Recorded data
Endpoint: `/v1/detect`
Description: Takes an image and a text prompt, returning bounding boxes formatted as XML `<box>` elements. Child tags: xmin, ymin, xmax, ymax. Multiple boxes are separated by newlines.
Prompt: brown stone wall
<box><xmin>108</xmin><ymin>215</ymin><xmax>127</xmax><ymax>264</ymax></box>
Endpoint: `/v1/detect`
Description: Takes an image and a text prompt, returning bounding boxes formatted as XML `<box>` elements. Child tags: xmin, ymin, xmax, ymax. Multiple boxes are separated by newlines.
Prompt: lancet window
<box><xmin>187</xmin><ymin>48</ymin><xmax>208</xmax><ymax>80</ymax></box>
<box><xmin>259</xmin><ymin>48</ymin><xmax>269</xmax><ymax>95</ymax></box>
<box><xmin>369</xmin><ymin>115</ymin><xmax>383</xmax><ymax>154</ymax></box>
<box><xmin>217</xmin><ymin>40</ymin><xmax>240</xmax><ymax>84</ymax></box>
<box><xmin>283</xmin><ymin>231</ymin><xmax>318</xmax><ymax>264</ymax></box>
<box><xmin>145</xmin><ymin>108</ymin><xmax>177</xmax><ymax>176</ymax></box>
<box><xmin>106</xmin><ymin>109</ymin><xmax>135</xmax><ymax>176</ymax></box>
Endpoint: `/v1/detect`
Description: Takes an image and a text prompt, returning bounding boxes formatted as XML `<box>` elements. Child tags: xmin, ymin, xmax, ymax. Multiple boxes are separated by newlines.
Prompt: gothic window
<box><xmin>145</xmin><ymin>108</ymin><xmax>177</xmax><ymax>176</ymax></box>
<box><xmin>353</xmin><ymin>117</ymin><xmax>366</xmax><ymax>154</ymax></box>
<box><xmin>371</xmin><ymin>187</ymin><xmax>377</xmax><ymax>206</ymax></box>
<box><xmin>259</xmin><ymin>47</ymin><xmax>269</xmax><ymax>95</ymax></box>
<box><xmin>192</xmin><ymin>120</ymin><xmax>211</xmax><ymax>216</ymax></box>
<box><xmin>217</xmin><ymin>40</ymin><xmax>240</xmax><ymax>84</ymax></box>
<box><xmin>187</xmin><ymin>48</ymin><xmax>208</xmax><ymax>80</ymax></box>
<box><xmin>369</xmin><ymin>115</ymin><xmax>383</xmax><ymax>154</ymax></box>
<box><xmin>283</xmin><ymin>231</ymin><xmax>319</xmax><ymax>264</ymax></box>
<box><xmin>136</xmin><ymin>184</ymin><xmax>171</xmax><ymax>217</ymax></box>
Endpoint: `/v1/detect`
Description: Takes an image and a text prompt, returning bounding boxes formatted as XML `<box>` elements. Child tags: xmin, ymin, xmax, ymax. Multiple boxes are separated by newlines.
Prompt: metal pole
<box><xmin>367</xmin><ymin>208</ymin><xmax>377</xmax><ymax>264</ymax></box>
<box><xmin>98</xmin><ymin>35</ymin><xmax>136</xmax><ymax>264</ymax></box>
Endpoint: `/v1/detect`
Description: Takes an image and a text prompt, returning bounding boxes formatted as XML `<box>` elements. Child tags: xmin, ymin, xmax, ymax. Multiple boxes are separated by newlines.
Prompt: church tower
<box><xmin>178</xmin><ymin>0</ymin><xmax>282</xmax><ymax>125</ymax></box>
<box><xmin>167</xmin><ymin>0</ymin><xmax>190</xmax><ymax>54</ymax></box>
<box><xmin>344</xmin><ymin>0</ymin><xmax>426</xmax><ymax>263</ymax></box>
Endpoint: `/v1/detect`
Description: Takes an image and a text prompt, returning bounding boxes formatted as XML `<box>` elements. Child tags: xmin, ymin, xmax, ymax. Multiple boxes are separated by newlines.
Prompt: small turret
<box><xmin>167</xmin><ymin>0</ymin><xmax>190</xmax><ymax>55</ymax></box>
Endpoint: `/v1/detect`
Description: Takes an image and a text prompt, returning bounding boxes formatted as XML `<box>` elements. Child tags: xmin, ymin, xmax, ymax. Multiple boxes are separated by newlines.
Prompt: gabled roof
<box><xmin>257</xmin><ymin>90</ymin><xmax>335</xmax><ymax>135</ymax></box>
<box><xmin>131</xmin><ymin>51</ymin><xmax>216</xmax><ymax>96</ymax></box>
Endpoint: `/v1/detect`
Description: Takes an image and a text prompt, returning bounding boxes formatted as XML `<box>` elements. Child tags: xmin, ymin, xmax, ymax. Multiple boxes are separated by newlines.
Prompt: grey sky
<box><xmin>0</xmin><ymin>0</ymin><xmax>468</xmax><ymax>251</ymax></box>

§ **What is asked**: Count the lines in the rows above that contain the string "window". Reply with the number alone.

§ **Exercise answer**: 2